++++ Supplied records

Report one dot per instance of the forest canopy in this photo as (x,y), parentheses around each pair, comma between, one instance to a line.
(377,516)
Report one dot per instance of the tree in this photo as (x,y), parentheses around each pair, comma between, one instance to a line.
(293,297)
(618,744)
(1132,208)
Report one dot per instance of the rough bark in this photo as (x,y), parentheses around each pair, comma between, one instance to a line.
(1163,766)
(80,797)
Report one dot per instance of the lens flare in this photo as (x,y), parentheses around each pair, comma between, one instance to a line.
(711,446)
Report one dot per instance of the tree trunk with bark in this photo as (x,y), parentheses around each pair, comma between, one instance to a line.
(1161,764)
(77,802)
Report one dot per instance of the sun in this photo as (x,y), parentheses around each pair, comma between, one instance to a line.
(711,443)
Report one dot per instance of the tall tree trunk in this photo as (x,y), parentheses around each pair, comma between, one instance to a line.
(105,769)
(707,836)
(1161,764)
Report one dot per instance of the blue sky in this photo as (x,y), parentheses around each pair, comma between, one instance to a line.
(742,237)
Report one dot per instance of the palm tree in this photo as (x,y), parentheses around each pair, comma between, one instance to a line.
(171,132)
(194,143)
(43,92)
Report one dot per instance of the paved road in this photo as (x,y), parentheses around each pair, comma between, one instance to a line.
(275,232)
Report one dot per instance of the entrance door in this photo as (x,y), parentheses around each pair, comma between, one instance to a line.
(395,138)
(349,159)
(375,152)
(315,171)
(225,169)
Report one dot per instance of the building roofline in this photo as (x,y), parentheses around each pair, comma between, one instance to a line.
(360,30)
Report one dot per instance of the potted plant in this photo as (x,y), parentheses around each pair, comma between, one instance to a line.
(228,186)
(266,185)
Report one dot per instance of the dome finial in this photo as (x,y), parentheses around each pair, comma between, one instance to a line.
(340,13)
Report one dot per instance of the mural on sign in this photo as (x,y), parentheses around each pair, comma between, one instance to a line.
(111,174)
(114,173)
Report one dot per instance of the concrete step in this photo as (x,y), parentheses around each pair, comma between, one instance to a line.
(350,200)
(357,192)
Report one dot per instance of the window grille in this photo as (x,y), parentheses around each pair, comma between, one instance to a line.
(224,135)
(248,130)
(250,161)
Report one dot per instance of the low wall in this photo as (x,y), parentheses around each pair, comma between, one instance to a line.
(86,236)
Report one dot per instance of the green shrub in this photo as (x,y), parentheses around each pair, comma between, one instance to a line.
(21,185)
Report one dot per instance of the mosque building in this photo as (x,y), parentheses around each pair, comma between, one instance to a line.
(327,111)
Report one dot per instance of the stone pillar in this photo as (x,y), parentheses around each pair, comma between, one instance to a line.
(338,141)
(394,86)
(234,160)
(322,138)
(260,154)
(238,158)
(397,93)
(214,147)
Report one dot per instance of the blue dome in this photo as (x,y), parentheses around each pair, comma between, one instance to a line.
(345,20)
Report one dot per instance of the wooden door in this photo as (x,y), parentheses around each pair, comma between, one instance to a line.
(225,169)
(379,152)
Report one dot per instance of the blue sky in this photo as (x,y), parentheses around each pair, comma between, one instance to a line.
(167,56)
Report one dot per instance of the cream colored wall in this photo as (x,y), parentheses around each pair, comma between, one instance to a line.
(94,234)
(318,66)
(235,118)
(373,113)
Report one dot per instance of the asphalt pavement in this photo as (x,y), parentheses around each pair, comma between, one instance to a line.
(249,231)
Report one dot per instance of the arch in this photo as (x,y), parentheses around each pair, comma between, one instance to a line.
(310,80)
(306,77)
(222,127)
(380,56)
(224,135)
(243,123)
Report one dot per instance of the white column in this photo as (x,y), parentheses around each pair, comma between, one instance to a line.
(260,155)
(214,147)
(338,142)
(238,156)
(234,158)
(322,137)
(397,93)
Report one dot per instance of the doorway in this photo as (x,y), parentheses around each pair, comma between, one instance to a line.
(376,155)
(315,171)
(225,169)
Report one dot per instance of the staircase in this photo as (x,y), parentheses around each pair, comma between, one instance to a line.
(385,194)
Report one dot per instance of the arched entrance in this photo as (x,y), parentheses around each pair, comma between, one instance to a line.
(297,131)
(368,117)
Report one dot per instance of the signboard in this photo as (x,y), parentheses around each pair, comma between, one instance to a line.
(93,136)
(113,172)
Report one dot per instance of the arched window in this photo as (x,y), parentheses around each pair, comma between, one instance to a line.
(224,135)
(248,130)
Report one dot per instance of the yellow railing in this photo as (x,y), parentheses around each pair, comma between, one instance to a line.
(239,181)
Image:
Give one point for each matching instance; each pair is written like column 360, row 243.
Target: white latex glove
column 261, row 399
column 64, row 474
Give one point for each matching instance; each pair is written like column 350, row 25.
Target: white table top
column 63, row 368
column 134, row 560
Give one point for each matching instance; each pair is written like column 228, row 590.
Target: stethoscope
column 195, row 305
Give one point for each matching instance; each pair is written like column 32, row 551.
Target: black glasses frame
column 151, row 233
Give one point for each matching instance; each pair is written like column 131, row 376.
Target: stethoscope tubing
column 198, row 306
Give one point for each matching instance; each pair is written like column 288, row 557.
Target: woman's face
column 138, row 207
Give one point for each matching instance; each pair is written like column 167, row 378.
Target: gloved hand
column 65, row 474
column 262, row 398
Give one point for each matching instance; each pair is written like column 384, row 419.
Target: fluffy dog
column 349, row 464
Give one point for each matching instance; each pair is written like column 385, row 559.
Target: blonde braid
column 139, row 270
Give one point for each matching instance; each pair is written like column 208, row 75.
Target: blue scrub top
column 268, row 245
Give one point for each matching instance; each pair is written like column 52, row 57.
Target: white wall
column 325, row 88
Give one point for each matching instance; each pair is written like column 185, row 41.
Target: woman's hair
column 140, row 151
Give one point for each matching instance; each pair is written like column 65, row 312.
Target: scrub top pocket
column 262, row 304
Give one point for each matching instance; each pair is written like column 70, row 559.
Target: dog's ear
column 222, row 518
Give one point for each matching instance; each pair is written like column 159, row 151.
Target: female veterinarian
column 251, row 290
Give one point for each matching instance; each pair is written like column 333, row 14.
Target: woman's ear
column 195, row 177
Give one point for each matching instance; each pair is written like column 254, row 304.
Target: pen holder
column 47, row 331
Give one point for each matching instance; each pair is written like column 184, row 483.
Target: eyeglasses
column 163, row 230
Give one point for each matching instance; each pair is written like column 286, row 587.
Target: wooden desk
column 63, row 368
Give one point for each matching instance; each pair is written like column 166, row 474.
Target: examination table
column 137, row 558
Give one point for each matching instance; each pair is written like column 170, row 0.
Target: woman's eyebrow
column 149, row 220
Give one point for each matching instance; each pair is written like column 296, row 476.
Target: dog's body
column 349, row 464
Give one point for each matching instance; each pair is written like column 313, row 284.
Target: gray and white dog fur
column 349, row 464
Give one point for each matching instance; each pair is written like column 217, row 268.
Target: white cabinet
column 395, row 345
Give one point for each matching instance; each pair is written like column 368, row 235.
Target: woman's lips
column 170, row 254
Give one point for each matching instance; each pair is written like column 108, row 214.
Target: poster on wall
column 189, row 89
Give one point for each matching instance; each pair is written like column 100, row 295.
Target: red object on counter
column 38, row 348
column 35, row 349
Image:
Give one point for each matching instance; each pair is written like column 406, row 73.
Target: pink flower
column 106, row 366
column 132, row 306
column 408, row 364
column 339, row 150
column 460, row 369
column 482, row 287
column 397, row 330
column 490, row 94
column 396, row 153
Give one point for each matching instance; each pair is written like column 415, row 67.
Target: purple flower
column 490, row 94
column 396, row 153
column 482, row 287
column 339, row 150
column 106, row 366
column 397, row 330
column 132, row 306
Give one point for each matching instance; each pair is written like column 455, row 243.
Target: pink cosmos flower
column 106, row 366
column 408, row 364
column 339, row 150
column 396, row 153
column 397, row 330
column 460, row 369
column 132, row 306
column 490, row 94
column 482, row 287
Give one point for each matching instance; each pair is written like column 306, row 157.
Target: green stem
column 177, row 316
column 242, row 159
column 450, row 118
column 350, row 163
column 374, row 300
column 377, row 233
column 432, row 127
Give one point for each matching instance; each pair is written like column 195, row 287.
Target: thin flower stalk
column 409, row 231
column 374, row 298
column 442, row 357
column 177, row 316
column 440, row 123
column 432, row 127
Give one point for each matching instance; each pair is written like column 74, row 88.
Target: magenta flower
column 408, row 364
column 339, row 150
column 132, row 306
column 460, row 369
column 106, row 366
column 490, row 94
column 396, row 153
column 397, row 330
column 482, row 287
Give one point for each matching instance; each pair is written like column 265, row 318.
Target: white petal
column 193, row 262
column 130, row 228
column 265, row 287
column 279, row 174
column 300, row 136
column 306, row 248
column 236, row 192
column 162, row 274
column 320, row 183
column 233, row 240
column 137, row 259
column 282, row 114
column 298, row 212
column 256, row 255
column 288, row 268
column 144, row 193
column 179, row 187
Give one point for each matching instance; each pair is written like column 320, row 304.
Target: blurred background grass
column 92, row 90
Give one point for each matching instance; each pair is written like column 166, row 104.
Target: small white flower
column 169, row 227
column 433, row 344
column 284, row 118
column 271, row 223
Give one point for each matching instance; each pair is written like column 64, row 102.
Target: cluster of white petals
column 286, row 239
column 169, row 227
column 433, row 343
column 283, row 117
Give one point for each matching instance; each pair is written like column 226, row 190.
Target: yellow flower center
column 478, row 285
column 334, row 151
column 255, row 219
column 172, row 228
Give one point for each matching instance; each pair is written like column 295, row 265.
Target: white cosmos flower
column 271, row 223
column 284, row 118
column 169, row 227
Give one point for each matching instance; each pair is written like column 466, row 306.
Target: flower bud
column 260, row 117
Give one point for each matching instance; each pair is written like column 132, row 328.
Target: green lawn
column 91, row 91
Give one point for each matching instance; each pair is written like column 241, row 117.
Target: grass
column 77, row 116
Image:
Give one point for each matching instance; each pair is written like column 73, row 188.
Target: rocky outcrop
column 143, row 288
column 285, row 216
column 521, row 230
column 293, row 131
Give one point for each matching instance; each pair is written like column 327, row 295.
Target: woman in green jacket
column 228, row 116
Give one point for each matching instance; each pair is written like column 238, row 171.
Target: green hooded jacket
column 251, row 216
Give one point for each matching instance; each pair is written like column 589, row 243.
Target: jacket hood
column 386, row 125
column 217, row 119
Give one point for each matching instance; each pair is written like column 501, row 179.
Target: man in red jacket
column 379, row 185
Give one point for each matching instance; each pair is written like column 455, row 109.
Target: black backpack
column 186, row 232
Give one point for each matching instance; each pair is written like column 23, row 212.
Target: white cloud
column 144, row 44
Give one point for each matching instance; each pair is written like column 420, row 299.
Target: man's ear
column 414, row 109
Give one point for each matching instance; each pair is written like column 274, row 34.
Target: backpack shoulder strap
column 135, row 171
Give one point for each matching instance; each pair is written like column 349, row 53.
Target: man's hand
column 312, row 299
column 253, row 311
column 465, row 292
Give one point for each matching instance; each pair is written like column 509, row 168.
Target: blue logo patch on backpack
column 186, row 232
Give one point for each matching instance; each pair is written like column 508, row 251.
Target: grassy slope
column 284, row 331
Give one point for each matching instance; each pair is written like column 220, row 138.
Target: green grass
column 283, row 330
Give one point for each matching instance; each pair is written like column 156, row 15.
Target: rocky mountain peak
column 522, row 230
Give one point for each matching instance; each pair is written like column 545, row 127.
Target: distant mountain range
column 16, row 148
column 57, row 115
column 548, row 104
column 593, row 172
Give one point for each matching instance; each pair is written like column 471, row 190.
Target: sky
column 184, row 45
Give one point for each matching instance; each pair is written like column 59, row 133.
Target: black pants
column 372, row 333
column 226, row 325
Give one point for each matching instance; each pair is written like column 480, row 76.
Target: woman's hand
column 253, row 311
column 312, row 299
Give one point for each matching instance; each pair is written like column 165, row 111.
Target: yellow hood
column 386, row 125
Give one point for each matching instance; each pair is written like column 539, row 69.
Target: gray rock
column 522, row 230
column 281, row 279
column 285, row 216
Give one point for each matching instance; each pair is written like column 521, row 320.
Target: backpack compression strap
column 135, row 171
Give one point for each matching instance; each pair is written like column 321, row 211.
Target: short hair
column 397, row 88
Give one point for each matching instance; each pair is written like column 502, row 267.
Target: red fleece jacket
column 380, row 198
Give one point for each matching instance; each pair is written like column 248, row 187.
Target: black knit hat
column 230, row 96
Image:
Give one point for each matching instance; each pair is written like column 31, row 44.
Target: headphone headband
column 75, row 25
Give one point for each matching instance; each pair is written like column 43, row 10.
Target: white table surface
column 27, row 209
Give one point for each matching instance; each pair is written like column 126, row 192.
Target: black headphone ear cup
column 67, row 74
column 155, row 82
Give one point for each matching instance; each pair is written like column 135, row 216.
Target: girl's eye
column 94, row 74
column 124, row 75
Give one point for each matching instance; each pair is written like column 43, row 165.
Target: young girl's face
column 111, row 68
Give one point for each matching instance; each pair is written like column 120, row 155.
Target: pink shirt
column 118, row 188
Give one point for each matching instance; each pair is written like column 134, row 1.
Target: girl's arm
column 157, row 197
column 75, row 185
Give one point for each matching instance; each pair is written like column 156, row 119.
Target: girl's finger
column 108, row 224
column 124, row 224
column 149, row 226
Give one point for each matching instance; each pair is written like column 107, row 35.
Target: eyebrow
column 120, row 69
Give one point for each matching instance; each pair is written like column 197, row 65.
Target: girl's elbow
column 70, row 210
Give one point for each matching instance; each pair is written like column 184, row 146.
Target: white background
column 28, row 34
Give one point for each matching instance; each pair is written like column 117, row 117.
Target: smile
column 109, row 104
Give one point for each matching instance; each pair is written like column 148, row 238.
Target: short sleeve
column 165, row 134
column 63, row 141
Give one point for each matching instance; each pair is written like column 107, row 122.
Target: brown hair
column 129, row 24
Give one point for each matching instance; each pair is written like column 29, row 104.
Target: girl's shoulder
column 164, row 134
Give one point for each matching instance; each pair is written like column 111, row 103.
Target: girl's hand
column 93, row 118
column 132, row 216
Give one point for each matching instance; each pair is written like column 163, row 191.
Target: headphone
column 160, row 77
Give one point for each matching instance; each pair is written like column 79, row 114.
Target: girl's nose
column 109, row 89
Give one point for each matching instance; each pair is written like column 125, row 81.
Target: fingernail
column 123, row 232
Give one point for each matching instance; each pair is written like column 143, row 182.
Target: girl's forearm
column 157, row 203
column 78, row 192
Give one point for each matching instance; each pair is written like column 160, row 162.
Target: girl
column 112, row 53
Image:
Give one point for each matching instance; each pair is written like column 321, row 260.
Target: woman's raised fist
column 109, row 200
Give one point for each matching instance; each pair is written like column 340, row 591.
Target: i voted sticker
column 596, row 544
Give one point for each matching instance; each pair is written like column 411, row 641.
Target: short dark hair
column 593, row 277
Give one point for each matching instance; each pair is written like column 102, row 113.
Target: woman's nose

++++++++

[Directive] Edit the lines starting at the one that contains "340, row 591." and ending with the last line above, replacing "Target" with "Object" and leaving everything else unchanged. Give only those edited lines.

[Answer in full]
Give one point for each matching instance; each pair is written like column 340, row 591.
Object: i voted sticker
column 596, row 544
Give one point for each matching instance; each pair is written like column 411, row 641.
Object: short dark hair
column 593, row 277
Give one point for each matching instance; each pair is written like column 102, row 113.
Object: woman's nose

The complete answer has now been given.